> WORK TO BE COMPLETED:
Take each line of the data that contains the string "platform" and copy it.

> DATA FOR THIS EXERCISE:
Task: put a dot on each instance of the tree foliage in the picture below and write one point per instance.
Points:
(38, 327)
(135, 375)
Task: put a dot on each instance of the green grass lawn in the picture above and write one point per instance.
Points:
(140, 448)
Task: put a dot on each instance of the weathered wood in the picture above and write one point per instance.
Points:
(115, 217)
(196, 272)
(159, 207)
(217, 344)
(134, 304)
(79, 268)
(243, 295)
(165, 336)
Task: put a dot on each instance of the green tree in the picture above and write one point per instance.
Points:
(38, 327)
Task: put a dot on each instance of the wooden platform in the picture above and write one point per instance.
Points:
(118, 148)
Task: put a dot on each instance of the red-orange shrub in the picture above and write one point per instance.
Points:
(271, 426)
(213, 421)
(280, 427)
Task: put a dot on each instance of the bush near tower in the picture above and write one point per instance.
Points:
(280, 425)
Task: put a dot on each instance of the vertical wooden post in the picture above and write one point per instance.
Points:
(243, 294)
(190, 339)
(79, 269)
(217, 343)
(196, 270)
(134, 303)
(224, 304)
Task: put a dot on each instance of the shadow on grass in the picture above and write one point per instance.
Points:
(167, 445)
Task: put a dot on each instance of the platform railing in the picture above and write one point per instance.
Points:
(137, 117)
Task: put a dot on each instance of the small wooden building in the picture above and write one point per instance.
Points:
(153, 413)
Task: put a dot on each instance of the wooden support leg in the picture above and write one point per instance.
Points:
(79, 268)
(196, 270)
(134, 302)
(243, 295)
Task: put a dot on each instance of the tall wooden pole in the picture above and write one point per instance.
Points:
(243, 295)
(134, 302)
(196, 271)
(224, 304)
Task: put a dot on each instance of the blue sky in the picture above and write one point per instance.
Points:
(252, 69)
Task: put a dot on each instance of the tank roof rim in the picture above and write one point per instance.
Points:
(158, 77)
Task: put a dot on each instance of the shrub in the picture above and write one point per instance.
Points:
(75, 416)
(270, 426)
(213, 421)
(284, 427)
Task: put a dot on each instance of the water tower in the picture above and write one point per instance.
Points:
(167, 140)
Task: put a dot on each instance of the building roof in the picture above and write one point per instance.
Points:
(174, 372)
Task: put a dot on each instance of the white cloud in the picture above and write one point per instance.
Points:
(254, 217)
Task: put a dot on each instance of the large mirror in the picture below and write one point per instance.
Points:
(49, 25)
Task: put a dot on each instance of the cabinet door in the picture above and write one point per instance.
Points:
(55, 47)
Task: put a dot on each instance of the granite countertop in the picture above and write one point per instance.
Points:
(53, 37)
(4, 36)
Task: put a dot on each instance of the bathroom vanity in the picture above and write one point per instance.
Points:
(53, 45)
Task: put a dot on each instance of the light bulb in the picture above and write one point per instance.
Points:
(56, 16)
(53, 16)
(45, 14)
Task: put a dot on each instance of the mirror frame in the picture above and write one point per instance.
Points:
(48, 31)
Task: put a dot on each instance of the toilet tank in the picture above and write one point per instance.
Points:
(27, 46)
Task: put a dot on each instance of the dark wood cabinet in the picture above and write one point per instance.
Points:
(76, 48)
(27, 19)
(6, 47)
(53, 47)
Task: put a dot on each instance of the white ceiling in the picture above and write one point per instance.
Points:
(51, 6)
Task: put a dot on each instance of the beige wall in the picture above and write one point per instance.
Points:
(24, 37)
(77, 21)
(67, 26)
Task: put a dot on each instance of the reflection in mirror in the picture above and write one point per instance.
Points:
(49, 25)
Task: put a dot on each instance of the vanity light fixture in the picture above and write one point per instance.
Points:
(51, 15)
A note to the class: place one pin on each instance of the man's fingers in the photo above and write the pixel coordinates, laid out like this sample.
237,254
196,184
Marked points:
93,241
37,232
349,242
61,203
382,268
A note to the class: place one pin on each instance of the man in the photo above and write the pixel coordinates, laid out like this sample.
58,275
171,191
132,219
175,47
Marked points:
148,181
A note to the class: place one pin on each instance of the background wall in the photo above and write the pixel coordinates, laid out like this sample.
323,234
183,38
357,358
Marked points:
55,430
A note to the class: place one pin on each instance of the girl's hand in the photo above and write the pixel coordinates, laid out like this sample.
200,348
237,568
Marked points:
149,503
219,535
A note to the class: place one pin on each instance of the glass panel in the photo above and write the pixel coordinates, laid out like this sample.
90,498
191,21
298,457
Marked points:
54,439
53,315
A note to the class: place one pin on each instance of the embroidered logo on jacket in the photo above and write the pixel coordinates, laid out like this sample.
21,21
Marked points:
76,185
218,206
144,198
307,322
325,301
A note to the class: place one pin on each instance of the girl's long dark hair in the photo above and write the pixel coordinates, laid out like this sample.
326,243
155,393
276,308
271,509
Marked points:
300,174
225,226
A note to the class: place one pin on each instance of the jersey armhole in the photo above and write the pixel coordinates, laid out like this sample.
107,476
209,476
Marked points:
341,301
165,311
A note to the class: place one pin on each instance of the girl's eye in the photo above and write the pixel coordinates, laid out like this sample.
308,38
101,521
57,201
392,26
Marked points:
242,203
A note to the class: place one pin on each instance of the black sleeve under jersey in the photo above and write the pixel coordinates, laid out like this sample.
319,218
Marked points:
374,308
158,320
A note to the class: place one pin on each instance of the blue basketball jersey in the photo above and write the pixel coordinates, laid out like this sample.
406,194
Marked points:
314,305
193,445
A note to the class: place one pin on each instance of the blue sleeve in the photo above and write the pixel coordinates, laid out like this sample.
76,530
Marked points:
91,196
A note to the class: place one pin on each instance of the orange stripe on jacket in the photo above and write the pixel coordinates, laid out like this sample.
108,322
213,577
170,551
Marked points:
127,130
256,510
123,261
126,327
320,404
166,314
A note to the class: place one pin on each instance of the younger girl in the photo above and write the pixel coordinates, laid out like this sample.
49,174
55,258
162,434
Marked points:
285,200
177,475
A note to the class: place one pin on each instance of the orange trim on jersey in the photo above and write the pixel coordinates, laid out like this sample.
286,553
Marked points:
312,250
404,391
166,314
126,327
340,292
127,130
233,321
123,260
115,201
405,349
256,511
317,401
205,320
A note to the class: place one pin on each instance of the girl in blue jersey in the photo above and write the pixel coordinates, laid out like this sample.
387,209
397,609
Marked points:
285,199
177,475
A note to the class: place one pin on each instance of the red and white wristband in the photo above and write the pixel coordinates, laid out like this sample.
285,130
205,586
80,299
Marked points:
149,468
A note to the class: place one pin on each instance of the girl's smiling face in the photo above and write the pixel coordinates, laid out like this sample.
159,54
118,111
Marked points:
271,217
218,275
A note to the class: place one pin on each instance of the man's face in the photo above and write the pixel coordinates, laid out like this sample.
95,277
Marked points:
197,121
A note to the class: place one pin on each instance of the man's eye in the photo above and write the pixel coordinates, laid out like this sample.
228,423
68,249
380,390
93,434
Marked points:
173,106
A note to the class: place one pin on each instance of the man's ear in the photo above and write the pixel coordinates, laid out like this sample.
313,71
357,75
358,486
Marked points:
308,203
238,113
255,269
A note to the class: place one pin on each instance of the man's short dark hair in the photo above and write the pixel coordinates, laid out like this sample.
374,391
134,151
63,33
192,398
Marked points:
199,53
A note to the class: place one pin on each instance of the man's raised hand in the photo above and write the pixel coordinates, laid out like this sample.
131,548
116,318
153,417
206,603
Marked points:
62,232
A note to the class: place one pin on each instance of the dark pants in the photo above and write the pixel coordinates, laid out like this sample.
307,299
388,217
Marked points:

--

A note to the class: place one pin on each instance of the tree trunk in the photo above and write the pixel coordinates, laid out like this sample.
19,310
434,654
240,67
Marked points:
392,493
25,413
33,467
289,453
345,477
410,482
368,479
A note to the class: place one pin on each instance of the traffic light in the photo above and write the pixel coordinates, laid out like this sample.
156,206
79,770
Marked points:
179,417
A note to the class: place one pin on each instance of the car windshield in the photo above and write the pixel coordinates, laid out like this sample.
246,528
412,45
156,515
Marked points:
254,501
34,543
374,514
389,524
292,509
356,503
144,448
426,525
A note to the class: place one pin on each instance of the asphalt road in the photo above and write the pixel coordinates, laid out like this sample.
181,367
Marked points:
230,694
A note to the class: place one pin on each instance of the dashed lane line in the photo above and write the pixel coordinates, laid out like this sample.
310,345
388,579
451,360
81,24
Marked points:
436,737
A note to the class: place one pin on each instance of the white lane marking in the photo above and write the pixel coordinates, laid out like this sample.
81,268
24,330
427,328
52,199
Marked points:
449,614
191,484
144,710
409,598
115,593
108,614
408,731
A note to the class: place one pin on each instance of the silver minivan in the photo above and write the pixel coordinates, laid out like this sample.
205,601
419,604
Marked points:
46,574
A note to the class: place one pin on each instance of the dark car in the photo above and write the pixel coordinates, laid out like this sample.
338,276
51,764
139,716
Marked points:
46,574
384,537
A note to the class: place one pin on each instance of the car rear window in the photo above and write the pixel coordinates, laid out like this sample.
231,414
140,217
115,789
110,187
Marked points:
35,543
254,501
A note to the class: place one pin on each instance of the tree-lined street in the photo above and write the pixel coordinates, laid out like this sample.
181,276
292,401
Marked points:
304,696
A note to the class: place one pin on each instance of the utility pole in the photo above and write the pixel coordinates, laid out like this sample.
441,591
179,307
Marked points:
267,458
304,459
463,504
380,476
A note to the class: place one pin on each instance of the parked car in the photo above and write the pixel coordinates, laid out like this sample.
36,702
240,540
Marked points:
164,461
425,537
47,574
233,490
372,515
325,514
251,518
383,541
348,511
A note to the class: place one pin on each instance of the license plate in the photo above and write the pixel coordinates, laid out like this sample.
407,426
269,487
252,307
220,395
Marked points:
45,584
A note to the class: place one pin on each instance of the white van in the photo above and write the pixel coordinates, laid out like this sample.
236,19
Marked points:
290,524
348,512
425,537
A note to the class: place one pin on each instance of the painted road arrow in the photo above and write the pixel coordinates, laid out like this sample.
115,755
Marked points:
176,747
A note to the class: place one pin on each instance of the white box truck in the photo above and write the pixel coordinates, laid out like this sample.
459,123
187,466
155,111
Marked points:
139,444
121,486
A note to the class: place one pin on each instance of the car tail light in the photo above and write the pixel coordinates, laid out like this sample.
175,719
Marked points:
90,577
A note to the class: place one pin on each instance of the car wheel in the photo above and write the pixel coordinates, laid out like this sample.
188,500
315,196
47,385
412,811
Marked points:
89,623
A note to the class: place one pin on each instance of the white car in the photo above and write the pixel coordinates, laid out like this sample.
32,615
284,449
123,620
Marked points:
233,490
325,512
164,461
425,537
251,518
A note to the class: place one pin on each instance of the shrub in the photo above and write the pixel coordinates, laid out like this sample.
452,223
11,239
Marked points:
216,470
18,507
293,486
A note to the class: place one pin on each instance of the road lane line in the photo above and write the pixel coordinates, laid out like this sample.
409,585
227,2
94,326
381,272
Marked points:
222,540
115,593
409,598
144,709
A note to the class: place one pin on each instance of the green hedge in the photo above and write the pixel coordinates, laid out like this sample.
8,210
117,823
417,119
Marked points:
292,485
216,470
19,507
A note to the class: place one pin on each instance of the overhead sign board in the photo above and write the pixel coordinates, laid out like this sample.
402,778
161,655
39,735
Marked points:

* * *

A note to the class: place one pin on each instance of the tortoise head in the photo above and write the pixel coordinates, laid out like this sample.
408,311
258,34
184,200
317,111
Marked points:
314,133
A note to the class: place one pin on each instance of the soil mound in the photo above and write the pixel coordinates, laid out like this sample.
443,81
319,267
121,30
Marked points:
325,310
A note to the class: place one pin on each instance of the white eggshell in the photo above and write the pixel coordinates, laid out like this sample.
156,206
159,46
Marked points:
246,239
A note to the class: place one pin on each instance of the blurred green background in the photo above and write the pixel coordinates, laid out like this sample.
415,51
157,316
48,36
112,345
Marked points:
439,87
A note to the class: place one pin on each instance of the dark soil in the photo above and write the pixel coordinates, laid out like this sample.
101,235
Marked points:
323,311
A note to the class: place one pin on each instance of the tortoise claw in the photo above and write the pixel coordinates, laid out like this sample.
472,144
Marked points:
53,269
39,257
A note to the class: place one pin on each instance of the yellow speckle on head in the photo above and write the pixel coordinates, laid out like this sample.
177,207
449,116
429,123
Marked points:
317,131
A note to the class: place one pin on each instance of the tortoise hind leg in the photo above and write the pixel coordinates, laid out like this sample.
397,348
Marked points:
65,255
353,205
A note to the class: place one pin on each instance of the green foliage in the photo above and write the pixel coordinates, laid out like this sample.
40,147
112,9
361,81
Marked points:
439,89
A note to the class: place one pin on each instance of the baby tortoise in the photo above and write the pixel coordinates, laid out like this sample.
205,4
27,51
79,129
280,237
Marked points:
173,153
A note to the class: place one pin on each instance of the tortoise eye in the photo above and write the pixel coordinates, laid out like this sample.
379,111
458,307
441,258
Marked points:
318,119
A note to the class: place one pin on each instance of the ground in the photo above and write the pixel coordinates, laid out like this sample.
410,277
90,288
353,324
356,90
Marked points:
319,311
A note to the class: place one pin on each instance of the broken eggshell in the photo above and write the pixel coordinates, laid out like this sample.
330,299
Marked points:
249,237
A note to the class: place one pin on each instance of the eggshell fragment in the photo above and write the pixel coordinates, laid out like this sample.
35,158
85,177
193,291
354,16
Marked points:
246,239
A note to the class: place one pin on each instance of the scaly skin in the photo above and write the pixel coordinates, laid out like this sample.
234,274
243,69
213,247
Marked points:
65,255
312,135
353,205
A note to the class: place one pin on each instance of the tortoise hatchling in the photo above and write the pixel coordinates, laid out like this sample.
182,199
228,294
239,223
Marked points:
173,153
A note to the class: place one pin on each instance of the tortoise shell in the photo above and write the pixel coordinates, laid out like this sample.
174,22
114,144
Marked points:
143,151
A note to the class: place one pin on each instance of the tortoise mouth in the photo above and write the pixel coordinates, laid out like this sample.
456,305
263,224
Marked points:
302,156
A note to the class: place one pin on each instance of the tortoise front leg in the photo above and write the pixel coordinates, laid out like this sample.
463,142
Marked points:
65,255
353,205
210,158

> EXERCISE RESULT:
Task: put a dot on each instance of the wooden platform in the picture above and write one point per instance.
Task: put a dot on each instance of the platform railing in the picture above and write one point per instance.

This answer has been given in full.